Region pointing data:
= = =

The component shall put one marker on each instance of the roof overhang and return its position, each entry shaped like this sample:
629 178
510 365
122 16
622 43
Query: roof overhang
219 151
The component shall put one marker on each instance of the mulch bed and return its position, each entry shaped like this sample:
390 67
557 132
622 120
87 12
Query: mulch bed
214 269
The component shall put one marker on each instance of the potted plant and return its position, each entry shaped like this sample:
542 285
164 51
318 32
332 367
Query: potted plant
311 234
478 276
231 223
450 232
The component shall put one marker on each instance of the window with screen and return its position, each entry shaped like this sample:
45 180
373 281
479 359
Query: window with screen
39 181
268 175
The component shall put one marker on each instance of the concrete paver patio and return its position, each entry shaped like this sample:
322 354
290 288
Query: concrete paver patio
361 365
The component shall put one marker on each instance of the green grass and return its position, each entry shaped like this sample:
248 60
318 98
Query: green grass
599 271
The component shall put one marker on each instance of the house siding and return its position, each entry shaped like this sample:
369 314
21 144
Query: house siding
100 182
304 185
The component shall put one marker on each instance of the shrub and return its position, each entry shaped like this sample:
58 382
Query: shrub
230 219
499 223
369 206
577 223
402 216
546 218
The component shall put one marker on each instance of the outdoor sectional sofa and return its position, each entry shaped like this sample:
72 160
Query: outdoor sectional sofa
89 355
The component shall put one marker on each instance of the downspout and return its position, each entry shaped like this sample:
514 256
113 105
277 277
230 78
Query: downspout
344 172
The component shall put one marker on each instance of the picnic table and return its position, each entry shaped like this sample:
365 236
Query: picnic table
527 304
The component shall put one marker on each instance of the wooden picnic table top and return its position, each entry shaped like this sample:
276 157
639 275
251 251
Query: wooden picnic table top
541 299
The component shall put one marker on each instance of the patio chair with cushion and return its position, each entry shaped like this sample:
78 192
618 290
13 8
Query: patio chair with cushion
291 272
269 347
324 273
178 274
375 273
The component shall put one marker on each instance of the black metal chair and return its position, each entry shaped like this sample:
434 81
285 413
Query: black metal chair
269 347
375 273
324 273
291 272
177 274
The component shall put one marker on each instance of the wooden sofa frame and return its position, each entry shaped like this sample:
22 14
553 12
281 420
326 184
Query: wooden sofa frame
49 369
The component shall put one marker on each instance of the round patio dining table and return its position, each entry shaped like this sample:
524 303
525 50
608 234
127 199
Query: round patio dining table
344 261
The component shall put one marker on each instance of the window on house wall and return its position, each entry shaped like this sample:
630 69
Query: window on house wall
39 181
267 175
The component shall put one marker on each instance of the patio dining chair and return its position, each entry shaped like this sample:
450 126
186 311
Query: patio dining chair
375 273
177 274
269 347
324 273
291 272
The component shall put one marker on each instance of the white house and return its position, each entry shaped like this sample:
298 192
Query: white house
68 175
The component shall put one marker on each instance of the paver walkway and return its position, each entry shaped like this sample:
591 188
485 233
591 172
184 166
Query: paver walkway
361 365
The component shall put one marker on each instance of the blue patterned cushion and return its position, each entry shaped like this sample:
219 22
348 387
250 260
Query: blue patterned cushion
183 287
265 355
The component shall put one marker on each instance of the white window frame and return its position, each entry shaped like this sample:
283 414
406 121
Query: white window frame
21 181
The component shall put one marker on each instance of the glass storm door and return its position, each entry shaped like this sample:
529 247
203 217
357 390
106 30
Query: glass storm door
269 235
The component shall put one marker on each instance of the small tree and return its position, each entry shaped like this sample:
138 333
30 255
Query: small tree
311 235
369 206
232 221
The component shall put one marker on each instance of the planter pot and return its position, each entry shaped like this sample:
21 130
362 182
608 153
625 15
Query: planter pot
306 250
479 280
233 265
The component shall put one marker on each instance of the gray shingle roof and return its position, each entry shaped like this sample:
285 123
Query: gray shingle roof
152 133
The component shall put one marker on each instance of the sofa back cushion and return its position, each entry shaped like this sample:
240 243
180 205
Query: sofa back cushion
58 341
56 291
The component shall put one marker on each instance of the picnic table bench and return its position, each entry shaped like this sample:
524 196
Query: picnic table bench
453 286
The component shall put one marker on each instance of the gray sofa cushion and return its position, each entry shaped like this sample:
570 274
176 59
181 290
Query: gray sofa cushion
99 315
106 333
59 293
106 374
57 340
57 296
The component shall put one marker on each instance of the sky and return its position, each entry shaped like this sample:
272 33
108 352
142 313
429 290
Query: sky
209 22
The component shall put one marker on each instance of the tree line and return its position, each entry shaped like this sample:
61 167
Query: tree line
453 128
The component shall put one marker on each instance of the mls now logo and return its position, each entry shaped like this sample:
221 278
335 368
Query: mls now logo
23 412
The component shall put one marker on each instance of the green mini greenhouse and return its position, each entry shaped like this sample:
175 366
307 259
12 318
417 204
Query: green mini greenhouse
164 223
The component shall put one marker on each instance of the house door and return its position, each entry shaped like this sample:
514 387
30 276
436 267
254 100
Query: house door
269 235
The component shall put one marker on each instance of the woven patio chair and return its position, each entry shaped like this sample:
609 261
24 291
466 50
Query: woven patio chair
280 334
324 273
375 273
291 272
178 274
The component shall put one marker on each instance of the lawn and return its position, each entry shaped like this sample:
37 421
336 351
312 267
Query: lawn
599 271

= = =

## Instructions for the task
Copy out all the entries exactly once more.

## Answer below
The component shall put one marker on each instance of the roof overhang and return its position, each entry shaped like this sample:
629 178
510 365
122 16
622 43
Query: roof overhang
219 151
The component shall put one marker on each instance of the mulch bed and return its position, each entry shaped like this sample:
390 67
557 132
622 120
87 12
Query: mulch bed
214 269
The component shall put one marker on each instance of the potted plant and return its position, each entry shaped like this sample:
542 285
164 51
318 32
332 367
Query: potted plant
311 234
478 276
231 223
450 232
The component shall put one marker on each instance of the window with screen and return its position, each entry shaped like this sample:
45 180
373 281
479 359
Query: window with screen
39 181
268 175
The component shall put one marker on each instance of the concrete paver patio and return its position, each entry shaped like this sample:
322 354
290 288
Query: concrete paver patio
361 365
The component shall put one marker on each instance of the green grass and return its position, each entry shaped like this sample:
248 60
318 98
Query: green grass
599 271
The component shall put one marker on each instance of the house siding and return its position, each entry shaped like this sample:
369 314
21 144
Query: house siding
100 182
304 185
The component shall put one marker on each instance of the shrub and return its position, each entry shaped like this sample:
58 382
Query: shrub
230 219
499 223
369 206
577 223
402 216
546 218
The component shall put one marker on each instance of the outdoor sectional sofa and return its position, each entry shaped like this sample:
72 160
Query: outdoor sectional sofa
89 355
The component shall put one marker on each instance of the downspout and return its position, each entry shaped like this sample:
514 256
113 105
277 277
230 78
Query: downspout
344 172
The component shall put one marker on each instance of the picnic table and return its position, each entry shaped like this sample:
365 236
Query: picnic table
527 304
The component shall put one marker on each instance of the wooden picnic table top and return its position, each entry shaped like this sample:
276 157
639 275
251 251
Query: wooden picnic table top
541 299
The component shall put one marker on each instance of the patio chair with cushion and return its position, each entry shaped like this sample:
78 192
618 290
13 8
Query: patio chair with cushion
291 272
269 347
324 273
178 274
375 273
The component shall put one marker on each instance of the black metal chair and return its position, each entry shaped like this sample:
434 81
285 413
Query: black metal chair
269 347
375 273
324 273
291 272
177 274
The component shall put one marker on each instance of the wooden sofa frame and return its position, each entry shaped like this sample:
22 14
553 12
281 420
326 184
Query: wooden sofa frame
49 369
The component shall put one marker on each instance of the round patio dining table and return its position, each entry shaped like this sample:
524 303
525 50
608 234
127 199
Query: round patio dining table
344 261
The component shall put one marker on each instance of the window on house wall and return its position, each entry shaped like this sample:
630 69
Query: window on house wall
39 181
267 175
The component shall put one marker on each instance of the patio dining chair and return its position, each entry shaped like this sample:
450 126
186 311
Query: patio dining chair
375 273
177 274
269 347
324 273
291 272
The component shall put one marker on each instance of the white house and return its position, each entry shaped like this sample:
298 192
Query: white house
68 175
The component shall put one marker on each instance of the paver walkway and return its position, each entry shaped like this sample:
591 188
485 233
591 172
184 166
Query: paver walkway
361 365
The component shall put one marker on each instance of the blue patterned cushion and return its position, each entry shaped like this sample:
219 22
348 387
250 260
Query: blue patterned cushion
183 287
265 355
The component shall put one marker on each instance of the white window frame and return its position, each entry shaped like this sample:
283 414
406 121
Query: white window frame
21 181
The component shall put one marker on each instance of the glass storm door and return its position, each entry shaped like this sample:
529 247
203 217
357 390
106 30
Query: glass storm door
269 235
The component shall put one marker on each instance of the small tree and return its position, each entry shaped like this sample:
138 333
30 255
Query: small tree
311 235
369 206
232 221
The component shall put one marker on each instance of the planter pot and return its position, each entry shaped like this sample:
21 130
362 182
608 153
625 15
Query: planter pot
306 250
479 280
233 265
The component shall put one marker on each instance of the gray shingle roof and return its position, each entry shaped like this sample:
285 123
Query: gray shingle roof
152 133
The component shall put one marker on each instance of the sofa back cushion and return its position, each entry shaped like this sample:
240 243
180 205
Query: sofa back cushion
58 341
56 291
The component shall put one marker on each instance of the picnic table bench and return its position, each entry shaped like this sample:
524 196
Query: picnic table bench
453 286
The component shall put one marker on each instance of the gray sofa cushion and return its position, each entry shaped like this sample:
570 274
176 59
181 290
Query: gray sofa cushion
99 315
106 333
59 293
106 374
57 340
57 296
The component shall put one marker on each instance of the sky and return its position, each entry shaped like this sample:
272 33
108 352
142 313
429 290
Query: sky
209 22
The component shall put one marker on each instance of the tree line and return its position, each entry shaped like this sample:
61 167
Query: tree line
453 128
The component shall put one marker on each instance of the mls now logo and return its position, each entry shaped like this sample:
221 278
335 368
Query: mls now logo
23 412
The component shall put one marker on each instance of the green mini greenhouse and return its position, each entry shaped like this sample:
175 366
307 259
12 318
417 204
Query: green mini greenhouse
164 223
The component shall put one marker on each instance of the house door and return its position, each entry shaped like this sample:
514 387
30 276
436 267
254 100
Query: house door
269 235
The component shall put one marker on each instance of the woven patio chair and return its position, each entry shaped like this sample:
609 261
24 291
466 50
Query: woven patio chair
280 334
324 273
375 273
291 272
178 274
The component shall put one marker on each instance of the lawn and return its position, each entry shaped like this sample:
37 421
336 351
312 267
Query: lawn
599 271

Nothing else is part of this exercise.